▶

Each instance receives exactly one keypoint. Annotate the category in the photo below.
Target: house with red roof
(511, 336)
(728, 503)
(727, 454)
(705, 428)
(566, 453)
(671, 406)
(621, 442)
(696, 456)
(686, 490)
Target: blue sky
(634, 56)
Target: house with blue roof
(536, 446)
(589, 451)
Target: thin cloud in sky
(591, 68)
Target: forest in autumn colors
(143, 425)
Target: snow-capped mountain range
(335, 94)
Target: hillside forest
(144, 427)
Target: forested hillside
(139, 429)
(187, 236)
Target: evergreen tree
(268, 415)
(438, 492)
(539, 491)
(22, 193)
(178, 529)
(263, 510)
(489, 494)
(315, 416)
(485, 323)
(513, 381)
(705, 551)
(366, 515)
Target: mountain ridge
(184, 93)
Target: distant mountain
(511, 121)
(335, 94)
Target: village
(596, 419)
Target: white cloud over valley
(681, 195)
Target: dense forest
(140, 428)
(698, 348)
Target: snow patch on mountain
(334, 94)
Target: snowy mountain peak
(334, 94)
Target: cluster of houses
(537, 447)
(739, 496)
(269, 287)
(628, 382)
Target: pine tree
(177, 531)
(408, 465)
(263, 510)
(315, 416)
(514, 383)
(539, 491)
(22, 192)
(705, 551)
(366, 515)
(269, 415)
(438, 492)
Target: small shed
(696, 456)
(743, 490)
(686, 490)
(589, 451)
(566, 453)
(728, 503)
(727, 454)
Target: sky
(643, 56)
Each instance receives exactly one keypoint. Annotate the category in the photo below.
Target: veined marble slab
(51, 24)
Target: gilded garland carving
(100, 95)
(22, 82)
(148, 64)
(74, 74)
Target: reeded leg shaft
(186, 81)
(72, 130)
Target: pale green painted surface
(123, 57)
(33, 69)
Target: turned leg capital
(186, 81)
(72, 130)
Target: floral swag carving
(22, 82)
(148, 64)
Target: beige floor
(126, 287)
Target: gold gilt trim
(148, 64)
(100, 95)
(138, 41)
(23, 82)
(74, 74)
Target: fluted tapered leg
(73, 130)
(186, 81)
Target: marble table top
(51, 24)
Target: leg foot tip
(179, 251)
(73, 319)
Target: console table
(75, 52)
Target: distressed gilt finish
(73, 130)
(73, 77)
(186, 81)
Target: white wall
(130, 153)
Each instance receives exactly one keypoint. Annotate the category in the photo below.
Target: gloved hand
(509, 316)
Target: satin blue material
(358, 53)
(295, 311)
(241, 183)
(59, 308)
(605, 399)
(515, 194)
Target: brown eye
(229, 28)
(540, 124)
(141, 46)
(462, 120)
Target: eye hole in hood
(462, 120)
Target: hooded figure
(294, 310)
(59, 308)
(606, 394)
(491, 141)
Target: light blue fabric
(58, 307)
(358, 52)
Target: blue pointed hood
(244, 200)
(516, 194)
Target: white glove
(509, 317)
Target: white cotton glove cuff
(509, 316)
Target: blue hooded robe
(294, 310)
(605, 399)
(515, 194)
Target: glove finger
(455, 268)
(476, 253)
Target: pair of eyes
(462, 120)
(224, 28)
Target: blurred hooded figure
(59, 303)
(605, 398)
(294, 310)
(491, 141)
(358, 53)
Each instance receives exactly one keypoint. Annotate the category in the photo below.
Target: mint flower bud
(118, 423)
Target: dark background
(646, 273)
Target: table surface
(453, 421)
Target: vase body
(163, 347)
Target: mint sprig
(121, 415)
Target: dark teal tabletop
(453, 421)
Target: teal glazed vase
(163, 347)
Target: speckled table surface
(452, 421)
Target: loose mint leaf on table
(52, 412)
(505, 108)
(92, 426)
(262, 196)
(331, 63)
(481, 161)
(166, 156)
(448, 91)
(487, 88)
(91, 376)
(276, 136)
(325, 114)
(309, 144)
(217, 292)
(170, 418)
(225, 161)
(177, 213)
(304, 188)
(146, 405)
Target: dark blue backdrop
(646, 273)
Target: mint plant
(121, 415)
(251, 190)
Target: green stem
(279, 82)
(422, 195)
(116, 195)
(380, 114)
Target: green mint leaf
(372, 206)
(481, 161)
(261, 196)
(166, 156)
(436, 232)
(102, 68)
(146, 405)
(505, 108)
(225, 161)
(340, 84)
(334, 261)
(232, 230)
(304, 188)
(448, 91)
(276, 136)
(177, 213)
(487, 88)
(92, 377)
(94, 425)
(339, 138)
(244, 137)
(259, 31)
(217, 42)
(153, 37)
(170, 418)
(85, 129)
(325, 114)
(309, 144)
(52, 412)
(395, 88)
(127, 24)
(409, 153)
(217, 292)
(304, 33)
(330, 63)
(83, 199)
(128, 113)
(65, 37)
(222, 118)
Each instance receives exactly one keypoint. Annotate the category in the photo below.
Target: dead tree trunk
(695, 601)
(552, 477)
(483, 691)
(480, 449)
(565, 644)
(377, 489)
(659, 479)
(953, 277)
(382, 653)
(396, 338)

◀
▶

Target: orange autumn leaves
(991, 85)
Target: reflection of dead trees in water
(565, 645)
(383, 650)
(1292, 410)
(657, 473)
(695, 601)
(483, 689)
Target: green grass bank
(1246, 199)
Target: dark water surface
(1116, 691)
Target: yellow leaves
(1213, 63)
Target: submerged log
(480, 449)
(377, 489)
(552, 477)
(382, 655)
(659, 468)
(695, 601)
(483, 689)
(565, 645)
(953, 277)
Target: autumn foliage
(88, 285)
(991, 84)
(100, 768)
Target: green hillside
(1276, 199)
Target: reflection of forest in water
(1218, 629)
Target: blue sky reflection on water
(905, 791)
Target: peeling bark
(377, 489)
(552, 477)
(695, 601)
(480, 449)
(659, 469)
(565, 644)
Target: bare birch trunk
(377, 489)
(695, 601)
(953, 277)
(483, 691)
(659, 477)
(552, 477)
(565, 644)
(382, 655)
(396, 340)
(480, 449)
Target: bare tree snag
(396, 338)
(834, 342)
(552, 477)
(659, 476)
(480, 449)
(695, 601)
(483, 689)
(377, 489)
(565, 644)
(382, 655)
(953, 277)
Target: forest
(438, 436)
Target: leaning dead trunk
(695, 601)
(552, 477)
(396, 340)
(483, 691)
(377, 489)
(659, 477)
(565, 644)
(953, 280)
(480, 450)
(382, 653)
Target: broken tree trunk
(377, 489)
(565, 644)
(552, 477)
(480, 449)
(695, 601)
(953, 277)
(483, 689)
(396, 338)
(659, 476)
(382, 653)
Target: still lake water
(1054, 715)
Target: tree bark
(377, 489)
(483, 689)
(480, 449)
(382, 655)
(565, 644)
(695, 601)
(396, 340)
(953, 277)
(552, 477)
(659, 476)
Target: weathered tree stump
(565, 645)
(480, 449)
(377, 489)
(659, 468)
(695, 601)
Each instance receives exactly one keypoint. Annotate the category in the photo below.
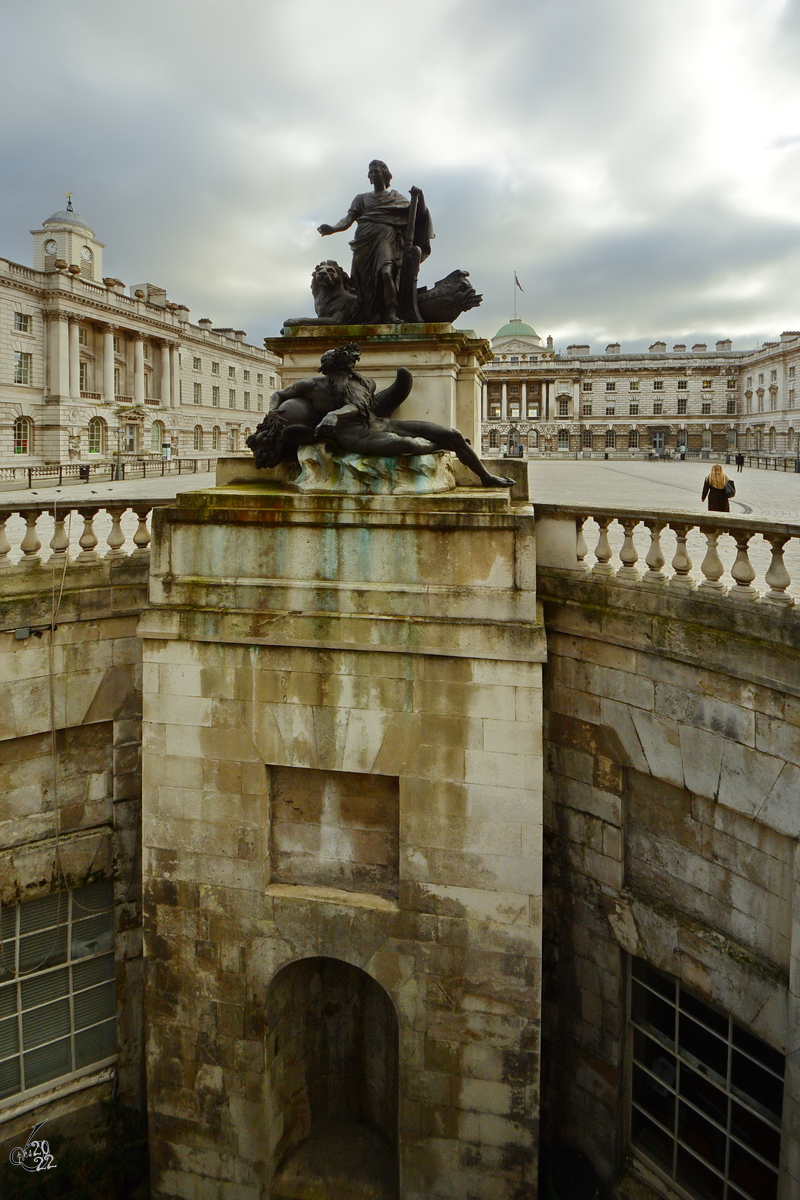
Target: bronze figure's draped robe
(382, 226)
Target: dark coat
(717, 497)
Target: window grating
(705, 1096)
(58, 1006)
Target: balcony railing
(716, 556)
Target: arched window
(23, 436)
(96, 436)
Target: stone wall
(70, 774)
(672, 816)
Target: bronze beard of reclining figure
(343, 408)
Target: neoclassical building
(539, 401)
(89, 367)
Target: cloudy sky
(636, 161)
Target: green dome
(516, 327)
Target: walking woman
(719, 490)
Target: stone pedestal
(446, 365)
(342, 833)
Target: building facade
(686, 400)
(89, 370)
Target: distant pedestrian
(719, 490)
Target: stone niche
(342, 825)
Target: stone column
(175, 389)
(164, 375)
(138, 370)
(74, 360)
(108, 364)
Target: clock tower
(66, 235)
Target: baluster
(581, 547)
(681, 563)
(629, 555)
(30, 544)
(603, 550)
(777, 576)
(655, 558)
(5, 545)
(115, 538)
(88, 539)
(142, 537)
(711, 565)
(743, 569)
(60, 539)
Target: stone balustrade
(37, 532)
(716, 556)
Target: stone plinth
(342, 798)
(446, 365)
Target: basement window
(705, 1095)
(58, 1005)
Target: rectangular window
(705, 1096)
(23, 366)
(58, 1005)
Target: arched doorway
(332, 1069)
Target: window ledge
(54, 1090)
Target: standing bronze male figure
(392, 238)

◀

> _Directive_:
Tally the lines of the records that contain the word "leaves". Reply with the number alone.

> _Solution_:
2